Alternate Title: Sybil With a Shotgun

You ever trip over an old VHS tape in a dusty thrift store bin, look at the cover and think, “This might be insane in a fun way”? And then you pop it in, and it’s actually just insane in a “please get me out of here” way? That’s Deadly Innocents—a low-budget psychodrama that wants to be Misery meets Fatal Attraction but ends up playing like a Lifetime movie directed by someone who just discovered what schizophrenia might be.

Mary Crosby, God bless her Dynasty-fueled eyebrows, goes full tilt here as a delusional murderer with more costume changes than character development. Unfortunately, the movie around her can’t decide whether it’s a thriller, a soap opera, or an after-school special about mental illness. So instead, it tries to be all three and crashes like a flaming Ford Pinto filled with Freudian clichés.


Plot: Nuts, But Not In The Fun Way

Crosby plays a mentally unstable woman who kills her abusive mother (offscreen, naturally—this movie can’t afford gore) and then goes on the run, kidnapping a woman named Amanda (Amanda Wyss, doing her best “I survived Freddy Krueger and this is what I get?” face for 90 minutes). She holds Amanda hostage in a remote house, dresses her up like her dead sister, and begins babbling about family, abandonment, and god knows what else.

[Point-per-instance localization data]
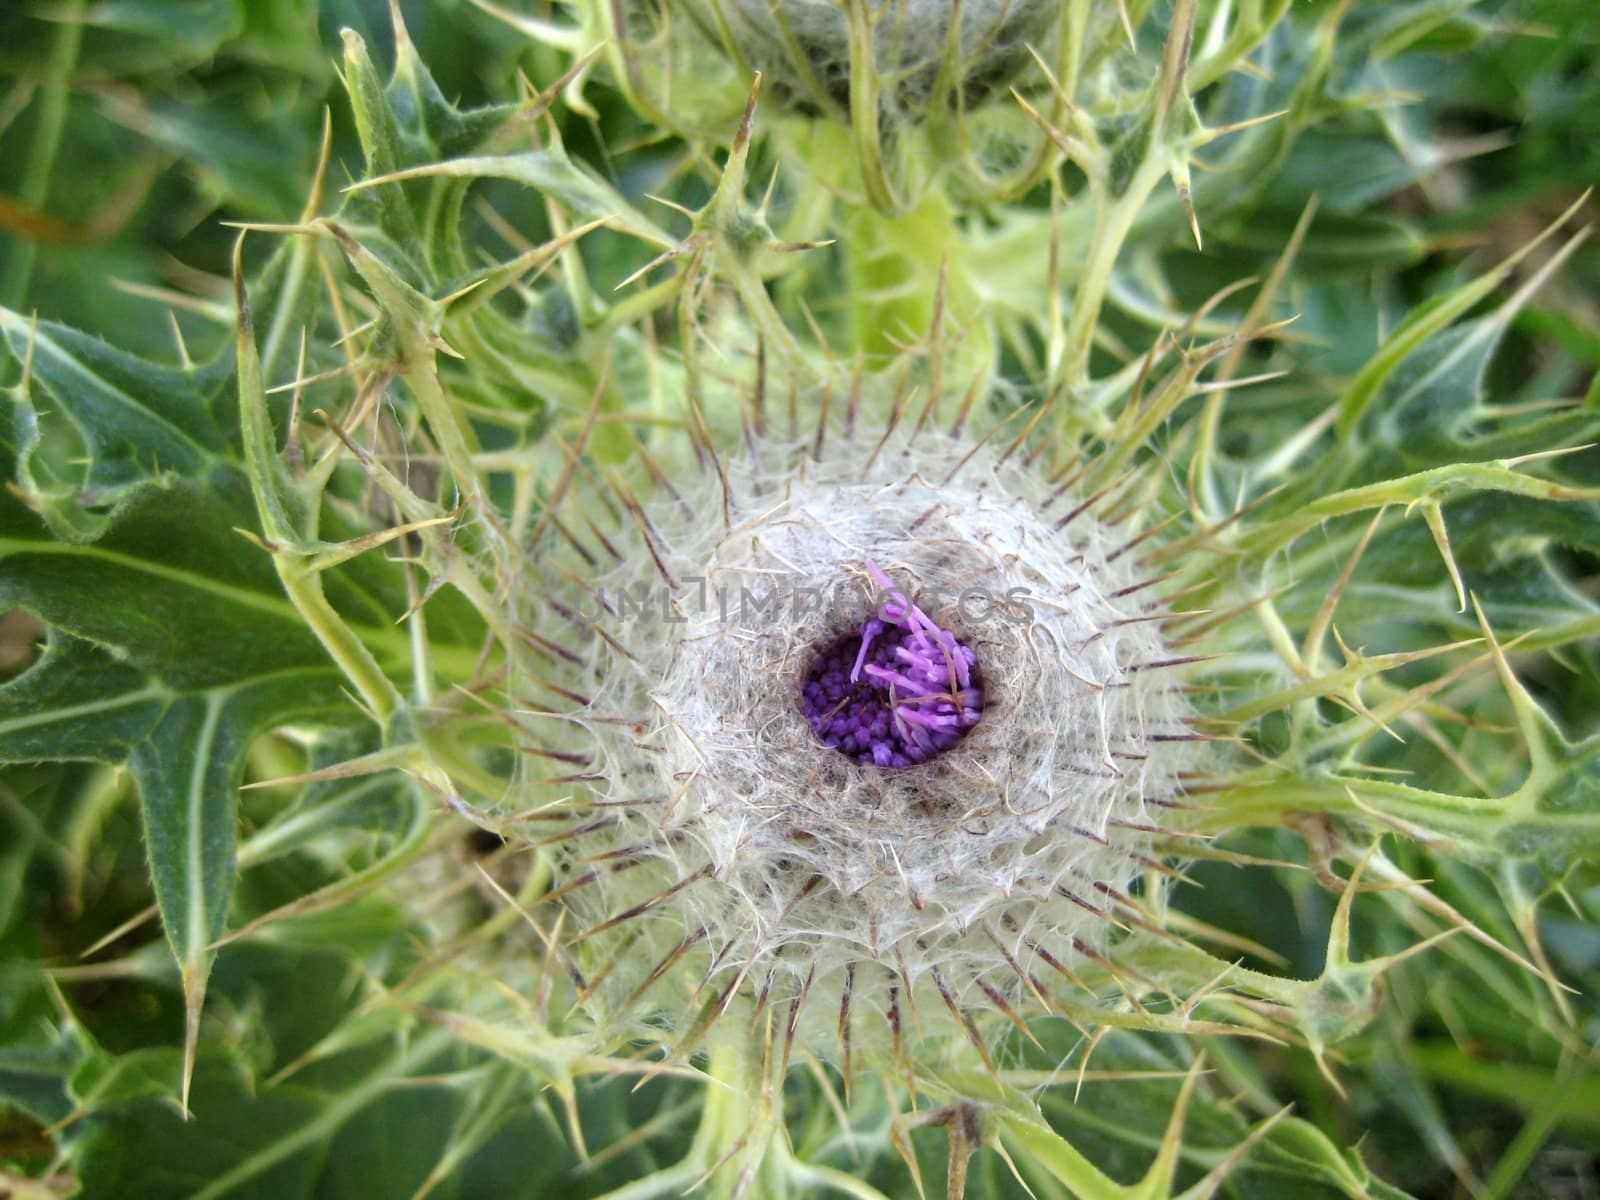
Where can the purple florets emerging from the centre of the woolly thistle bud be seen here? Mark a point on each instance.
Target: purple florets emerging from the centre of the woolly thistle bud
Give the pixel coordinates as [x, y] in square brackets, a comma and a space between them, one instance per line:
[900, 692]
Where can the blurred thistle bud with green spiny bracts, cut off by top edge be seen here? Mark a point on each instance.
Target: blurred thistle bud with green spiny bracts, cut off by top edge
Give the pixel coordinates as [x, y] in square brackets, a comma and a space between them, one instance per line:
[919, 87]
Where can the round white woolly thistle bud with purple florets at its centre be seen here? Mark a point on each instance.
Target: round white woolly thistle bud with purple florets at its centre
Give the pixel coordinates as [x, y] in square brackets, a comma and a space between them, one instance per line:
[868, 719]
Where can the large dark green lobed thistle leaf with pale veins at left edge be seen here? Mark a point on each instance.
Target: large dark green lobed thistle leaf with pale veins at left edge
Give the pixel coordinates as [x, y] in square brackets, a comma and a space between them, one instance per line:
[169, 654]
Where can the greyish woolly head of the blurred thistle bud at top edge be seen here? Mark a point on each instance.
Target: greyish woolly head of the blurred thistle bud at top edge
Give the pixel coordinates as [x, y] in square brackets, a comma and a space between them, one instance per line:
[804, 46]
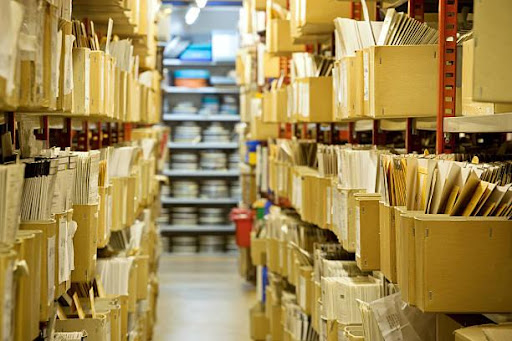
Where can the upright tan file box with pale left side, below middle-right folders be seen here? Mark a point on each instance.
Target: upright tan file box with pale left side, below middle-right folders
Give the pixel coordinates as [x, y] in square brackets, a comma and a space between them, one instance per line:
[367, 232]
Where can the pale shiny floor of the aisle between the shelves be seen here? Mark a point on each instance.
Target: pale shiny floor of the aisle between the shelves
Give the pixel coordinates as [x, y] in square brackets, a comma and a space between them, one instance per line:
[202, 297]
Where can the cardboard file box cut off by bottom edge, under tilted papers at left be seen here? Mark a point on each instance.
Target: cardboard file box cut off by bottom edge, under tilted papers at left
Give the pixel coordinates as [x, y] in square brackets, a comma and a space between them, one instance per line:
[97, 328]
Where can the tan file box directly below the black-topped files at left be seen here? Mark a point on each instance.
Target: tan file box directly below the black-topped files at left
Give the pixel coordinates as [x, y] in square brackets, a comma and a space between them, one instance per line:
[48, 261]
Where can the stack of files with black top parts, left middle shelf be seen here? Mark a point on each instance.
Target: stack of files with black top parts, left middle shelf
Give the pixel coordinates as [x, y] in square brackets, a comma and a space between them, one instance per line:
[38, 189]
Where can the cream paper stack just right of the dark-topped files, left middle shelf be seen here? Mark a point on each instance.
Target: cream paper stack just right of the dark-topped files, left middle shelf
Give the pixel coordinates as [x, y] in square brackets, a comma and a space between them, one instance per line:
[86, 178]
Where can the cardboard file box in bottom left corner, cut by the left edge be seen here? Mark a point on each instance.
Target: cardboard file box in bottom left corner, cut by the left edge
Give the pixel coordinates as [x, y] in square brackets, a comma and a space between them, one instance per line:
[7, 263]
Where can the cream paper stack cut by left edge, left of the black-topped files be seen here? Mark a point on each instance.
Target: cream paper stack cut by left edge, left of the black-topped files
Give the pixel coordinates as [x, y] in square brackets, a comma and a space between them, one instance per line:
[11, 187]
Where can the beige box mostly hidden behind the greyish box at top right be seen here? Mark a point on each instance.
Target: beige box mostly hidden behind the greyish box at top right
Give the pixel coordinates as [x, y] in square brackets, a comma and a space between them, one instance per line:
[470, 107]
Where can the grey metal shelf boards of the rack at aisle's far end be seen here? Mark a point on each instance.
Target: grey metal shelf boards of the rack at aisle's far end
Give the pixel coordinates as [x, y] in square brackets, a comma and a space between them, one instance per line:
[172, 95]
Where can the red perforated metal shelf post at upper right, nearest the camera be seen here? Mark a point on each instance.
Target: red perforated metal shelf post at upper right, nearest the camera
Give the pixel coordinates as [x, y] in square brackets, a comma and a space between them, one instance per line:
[447, 69]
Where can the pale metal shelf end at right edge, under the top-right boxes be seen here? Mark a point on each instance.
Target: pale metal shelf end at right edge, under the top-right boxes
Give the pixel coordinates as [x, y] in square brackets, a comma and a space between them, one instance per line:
[498, 123]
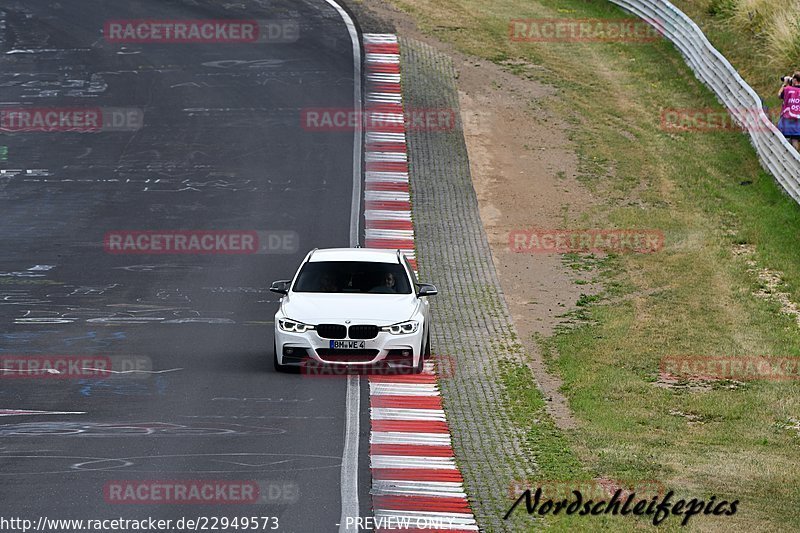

* **WORK INSTRUCTIONS**
1 - Render this sentence from the Deadly Innocents review in Spanish: "Unfortunately, the movie around her can’t decide whether it’s a thriller, a soap opera, or an after-school special about mental illness."
2 - According to the Deadly Innocents review, what does Crosby's character dress Amanda up like?
3 - Retype the stretch of the Deadly Innocents review from "Mary Crosby, God" through "with Freudian clichés.".

* **PROBLEM SOLUTIONS**
1 - Desafortunadamente, la película que la rodea no logra decidir si es un thriller, una telenovela o un especial educativo para después de clases sobre la enfermedad mental.

2 - Her dead sister.

3 -
Mary Crosby, God bless her Dynasty-fueled eyebrows, goes full tilt here as a delusional murderer with more costume changes than character development. Unfortunately, the movie around her can’t decide whether it’s a thriller, a soap opera, or an after-school special about mental illness. So instead, it tries to be all three and crashes like a flaming Ford Pinto filled with Freudian clichés.